◆ Work task:
Print out the records in full, keeping each word unchanged.

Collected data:
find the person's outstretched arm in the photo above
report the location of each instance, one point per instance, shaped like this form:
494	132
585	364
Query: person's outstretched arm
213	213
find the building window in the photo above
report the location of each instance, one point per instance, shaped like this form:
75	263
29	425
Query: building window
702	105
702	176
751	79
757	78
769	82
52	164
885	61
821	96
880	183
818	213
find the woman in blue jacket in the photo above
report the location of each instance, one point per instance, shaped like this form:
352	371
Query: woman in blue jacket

◆ Solution for this task:
find the person's outstretched arm in the photo above
report the location of each instance, one point per instance, shaped like this form:
494	132
585	364
Query: person's outstretched arm
213	213
find the building window in the photo above
report the location of each instance, one point per instance, shaped like this form:
75	263
29	425
Query: building window
702	105
702	176
751	79
757	78
769	82
52	164
885	61
821	96
880	183
818	213
find the woman in blue jacket in the photo above
report the location of each instance, one point per instance, shaped like this form:
352	371
Query: woman in blue jacket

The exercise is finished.